▶ _Exercise brief_
The records below are to be duplicated character for character.

START Material for this exercise

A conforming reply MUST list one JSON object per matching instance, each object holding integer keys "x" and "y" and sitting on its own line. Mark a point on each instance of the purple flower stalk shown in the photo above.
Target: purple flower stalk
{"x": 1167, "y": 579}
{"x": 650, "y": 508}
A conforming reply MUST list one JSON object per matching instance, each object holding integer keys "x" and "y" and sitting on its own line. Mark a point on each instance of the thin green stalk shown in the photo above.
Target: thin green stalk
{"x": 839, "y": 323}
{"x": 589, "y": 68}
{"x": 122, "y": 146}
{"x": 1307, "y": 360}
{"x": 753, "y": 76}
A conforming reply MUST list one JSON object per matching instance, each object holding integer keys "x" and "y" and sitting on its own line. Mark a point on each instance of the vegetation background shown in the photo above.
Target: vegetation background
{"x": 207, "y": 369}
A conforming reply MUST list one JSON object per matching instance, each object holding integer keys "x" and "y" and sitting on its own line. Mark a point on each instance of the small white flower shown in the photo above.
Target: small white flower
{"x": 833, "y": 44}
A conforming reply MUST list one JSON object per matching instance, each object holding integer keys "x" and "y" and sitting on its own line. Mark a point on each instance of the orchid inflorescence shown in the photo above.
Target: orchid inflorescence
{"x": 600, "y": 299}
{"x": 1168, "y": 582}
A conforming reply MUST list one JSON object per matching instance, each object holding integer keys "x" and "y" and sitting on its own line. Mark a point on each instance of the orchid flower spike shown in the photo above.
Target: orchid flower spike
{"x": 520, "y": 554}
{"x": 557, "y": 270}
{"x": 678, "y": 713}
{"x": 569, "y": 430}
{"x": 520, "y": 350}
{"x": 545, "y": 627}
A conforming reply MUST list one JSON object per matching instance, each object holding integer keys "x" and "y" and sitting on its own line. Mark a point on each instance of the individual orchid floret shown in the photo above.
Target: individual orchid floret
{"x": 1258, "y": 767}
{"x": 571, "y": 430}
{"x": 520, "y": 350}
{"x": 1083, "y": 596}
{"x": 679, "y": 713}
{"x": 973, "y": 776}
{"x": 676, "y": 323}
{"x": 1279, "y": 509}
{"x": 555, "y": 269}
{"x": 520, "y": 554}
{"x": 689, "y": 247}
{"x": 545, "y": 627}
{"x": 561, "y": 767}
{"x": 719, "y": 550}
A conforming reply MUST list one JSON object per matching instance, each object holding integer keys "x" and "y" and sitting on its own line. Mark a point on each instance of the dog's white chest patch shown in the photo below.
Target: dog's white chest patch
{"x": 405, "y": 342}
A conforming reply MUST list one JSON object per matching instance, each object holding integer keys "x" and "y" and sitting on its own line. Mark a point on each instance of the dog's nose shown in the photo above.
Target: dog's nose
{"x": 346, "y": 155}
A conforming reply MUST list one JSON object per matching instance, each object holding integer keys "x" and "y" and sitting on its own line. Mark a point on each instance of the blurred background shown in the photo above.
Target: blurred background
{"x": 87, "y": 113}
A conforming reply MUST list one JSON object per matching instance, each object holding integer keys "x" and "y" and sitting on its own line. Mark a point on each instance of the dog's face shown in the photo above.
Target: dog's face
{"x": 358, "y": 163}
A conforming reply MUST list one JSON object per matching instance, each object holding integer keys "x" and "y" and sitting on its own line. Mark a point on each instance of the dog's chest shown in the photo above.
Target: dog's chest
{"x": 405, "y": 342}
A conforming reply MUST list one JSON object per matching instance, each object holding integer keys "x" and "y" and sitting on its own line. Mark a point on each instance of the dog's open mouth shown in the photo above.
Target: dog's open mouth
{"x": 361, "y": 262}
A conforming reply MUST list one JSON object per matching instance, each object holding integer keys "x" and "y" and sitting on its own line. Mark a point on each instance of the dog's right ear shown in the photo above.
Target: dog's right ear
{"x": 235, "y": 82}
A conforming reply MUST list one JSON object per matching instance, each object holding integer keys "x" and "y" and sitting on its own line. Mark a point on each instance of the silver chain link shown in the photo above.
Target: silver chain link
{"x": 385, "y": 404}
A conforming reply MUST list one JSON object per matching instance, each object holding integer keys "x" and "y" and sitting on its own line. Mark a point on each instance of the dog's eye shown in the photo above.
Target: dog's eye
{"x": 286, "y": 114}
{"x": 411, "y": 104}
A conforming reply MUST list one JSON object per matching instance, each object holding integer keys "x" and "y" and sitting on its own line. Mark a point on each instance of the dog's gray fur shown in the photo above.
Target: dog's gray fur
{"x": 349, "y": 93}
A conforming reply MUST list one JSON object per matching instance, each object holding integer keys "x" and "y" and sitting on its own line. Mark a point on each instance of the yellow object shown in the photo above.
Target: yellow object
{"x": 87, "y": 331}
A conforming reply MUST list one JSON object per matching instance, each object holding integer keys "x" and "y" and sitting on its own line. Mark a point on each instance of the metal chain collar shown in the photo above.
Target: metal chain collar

END Material for this exercise

▶ _Problem solution_
A conforming reply MUST list one JSON object per matching instance, each object holding integer keys "x" and "y" and sitting on its own line. Mark a point on each instance of the purple flower stalk shown in the photo above.
Target: purple flower stalk
{"x": 1167, "y": 579}
{"x": 650, "y": 508}
A conforming reply MUST list one JSON object per matching instance, each object holding integer keys "x" and "y" and sitting on its own line. Mark a point on each instance of the thin green stalk shown in the photo above.
Target: thin green stalk
{"x": 839, "y": 323}
{"x": 589, "y": 68}
{"x": 122, "y": 146}
{"x": 1307, "y": 360}
{"x": 753, "y": 76}
A conforming reply MUST list one JSON object per matching instance, each object holding integer keys "x" and "y" and sitting on its own line. Mark a point on each instance of the vegetation background shown in the photo above.
Target: vegetation background
{"x": 207, "y": 369}
A conforming reply MUST list one JSON object per matching instance, each object holding integer keys "x" and "y" and sitting on its own line. Mark a point on each instance of the small white flower shown in the photo above.
Target: small white flower
{"x": 833, "y": 44}
A conforming reply MUST list one JSON object per matching instance, each object holding integer keys "x" and "y" and sitting on its own line. Mark a point on each instance of the orchid inflorescence shown in the photo above.
Target: orchid inflorescence
{"x": 600, "y": 299}
{"x": 1168, "y": 582}
A conforming reply MUST list one JSON object per matching instance, each object holding integer keys "x" and "y" and sitting on its own line. Mark a point on each instance of the orchid flower spike shown in the photo above.
Target: orchid flower spike
{"x": 520, "y": 554}
{"x": 557, "y": 270}
{"x": 678, "y": 713}
{"x": 569, "y": 430}
{"x": 520, "y": 350}
{"x": 545, "y": 627}
A conforming reply MUST list one JSON object per matching instance, each object holding integer keys "x" and "y" and sitting on its own line. Mark a point on each instance of the individual orchid floret shown in the photo above.
Target: individual orchid floret
{"x": 1258, "y": 767}
{"x": 571, "y": 430}
{"x": 520, "y": 350}
{"x": 1083, "y": 596}
{"x": 679, "y": 713}
{"x": 973, "y": 776}
{"x": 676, "y": 323}
{"x": 1279, "y": 509}
{"x": 555, "y": 269}
{"x": 520, "y": 554}
{"x": 689, "y": 247}
{"x": 545, "y": 627}
{"x": 561, "y": 767}
{"x": 719, "y": 550}
A conforming reply MUST list one JSON object per matching instance, each object holding integer keys "x" and "y" and sitting on its own line. Mark a point on each instance of the dog's white chest patch shown in the photo below.
Target: dog's white chest patch
{"x": 405, "y": 342}
A conforming reply MUST list one JSON object per matching instance, each object holding integer keys "x" and "y" and sitting on its own line. Mark a point on each instance of the dog's nose shown in the photo above.
Target: dog's nose
{"x": 346, "y": 155}
A conforming reply MUST list one JSON object per matching instance, each object holding integer keys "x" and "y" and sitting on its own line. Mark a point on each instance of the blurred background shown in the photo above.
Target: blurred background
{"x": 87, "y": 113}
A conforming reply MUST list one JSON object per matching instance, each object holding integer keys "x" and "y" and sitting on its own line. Mark a point on each instance of the dog's face shown in the photo above.
Target: dog's face
{"x": 358, "y": 163}
A conforming reply MUST list one JSON object per matching instance, each object holding integer keys "x" and "y" and sitting on its own line. Mark a point on each instance of the dog's chest shown in the photo above.
Target: dog's chest
{"x": 405, "y": 342}
A conforming reply MUST list one JSON object per matching instance, each object holding integer keys "x" and "y" and sitting on its own line. Mark a point on each instance of the dog's open mouth shown in the photo above.
Target: dog's open mouth
{"x": 361, "y": 262}
A conforming reply MUST list one JSON object per matching instance, each object holding integer keys "x" and "y" and sitting on its own line. Mark a point on each instance of the dog's right ear shown in the photo above.
Target: dog's right ear
{"x": 235, "y": 82}
A conforming reply MUST list one JSON object per matching instance, each object holding integer keys "x" and "y" and sitting on its own line. Mark a point on each instance of the silver chain link shown in the photo above.
Target: silver chain link
{"x": 385, "y": 404}
A conforming reply MUST list one JSON object per matching instance, each object holding integer keys "x" and "y" and sitting on its own line. Mark a point on each instance of the dog's eye shown in the photo above.
Target: dog's eye
{"x": 286, "y": 114}
{"x": 411, "y": 104}
A conforming reply MUST list one JSON object per matching instance, each object holding integer keys "x" and "y" and sitting on its own line. Mark a point on each instance of the dog's gray fur shown in the photo above.
Target: dog's gray fur
{"x": 349, "y": 93}
A conforming reply MUST list one JSON object per matching instance, each object holding integer keys "x" and "y" and sitting on its own line. Mark a point on each instance of the yellow object shown in the photo above.
Target: yellow object
{"x": 87, "y": 331}
A conforming reply MUST list one JSON object per matching instance, each object holding integer keys "x" and "y" and sitting on its own line. Mark a point on each instance of the metal chain collar shown in the photo above.
Target: metal chain collar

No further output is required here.